— BEGIN Extract —

# Halifax - Refused Loan



## phoenix_n (16 Jan 2007)

I got refused a loan from Halifax even though i would have a perfect credit rating , full time high salary job, no debts and even i have savings in excess of the loan i was looking for.

AIB approved me within a Day.

I was wondering if Halifax are been very picky or are they just unindated with loan requests as the refusal certainly was not based on my personal circumstances.

Any ideas?


----------



## Money Bags7 (16 Jan 2007)

Similar stuff - refused me a credit card. Changed jobs recently so I think they had an issue with my "continuous employment", still waiting for them to return my statements etc. Very poor service still haven't received letters explaining why I was refused. Got my ICB report nothing bad on it.

Contacted AIB and had a loan approved in a daytoo!


----------



## moneyhoney (17 Jan 2007)

Money Bags7 said:


> Very poor service still haven't received letters explaining why I was refused.



Just for info - you are not legally entitled to a reason why you are refused credit.


----------



## Money Bags7 (17 Jan 2007)

Comment about poor service is in relation to the length of time it took them to make decision and convey same to me. I applied for CC at beginning of December, according to their literature you should be contacted within two weeks about decision. I rang them towards end of third week to be told a letter had been sent and that they could not give me details over phone. In early January I rang them and they said that the CC had been declined and they were sending me a letter stating why and returning my statements etc. Still no sign of any of these letters!


----------



## vector (19 Jan 2007)

I applied for the (as it was then called) Bank of Scotland Plastic Visa Card, hoping to ditch my AIB Visa and enjoy the lower interest rate.

But Bank of Scotland rejected my application.

I requested my file from the Irish Credit Bureau and noticed that AIB never recorded either my AIB car loan OR my AIB Visa on the file, that is a pity becuase I have a good history with each.

Don't AIB don't record things at the ICB? and if not why not? is it to stop people from moving to other banks


----------



## lab-rat (20 Jan 2007)

Hi There, 
I was also refused a credit card from Halifax. I was shocked as I have no other loans, apart from mortgage. I have a limit of 5k and at the moment have a balance of 2.5k, I wanted to avail of their 0% transfer offer.It asks what the combine salary is for the household, which is 85k ish. 

What are they looking for??


----------



## ranger (21 Jan 2007)

It's called Cherry picking.  Wait until Halifax profits start to dip here. They will be falling over you to give you CC's and loans.


----------



## bond-007 (21 Jan 2007)

— END Extract —

* Short task 1
Please state how many lines of the records contain the string "shore", matching case exactly, and give only that number.
The forum thread and the records are separate, unrelated material.

— BEGIN Data supplied —

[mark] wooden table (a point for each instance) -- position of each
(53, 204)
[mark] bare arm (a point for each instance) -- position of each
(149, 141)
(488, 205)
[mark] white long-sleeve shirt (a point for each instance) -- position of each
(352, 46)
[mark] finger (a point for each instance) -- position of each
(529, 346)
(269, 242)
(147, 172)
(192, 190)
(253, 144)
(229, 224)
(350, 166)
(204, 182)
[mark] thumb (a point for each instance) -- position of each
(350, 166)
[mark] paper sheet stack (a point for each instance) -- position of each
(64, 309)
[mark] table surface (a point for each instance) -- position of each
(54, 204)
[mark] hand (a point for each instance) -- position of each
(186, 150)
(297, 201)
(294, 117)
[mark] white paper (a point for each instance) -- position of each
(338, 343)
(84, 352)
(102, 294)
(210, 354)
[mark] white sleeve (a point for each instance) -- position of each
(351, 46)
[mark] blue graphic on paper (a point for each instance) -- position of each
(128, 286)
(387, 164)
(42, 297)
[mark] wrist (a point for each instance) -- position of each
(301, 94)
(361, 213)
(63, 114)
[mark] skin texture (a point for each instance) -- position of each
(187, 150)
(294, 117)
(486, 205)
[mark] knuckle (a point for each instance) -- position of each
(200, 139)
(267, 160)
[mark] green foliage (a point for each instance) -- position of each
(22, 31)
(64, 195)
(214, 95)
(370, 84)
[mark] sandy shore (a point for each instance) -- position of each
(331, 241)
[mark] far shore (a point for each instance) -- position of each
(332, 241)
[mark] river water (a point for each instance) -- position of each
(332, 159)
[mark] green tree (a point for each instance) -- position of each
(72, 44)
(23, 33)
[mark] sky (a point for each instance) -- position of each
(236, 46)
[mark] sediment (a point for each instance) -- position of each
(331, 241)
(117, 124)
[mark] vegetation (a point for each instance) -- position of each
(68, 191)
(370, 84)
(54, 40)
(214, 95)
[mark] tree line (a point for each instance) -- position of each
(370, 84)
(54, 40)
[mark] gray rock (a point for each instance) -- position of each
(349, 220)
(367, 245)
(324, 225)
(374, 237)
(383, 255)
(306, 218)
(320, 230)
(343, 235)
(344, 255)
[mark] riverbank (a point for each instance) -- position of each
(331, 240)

— END Data supplied —

* Short task 2
Reproduce the forum thread verbatim from "I requested my" up to and including "is 85k ish.".

* Complete response 1
2

* Complete response 2
I requested my file from the Irish Credit Bureau and noticed that AIB never recorded either my AIB car loan OR my AIB Visa on the file, that is a pity becuase I have a good history with each.

Don't AIB don't record things at the ICB? and if not why not? is it to stop people from moving to other banks


----------



## lab-rat (20 Jan 2007)

Hi There, 
I was also refused a credit card from Halifax. I was shocked as I have no other loans, apart from mortgage. I have a limit of 5k and at the moment have a balance of 2.5k, I wanted to avail of their 0% transfer offer.It asks what the combine salary is for the household, which is 85k ish.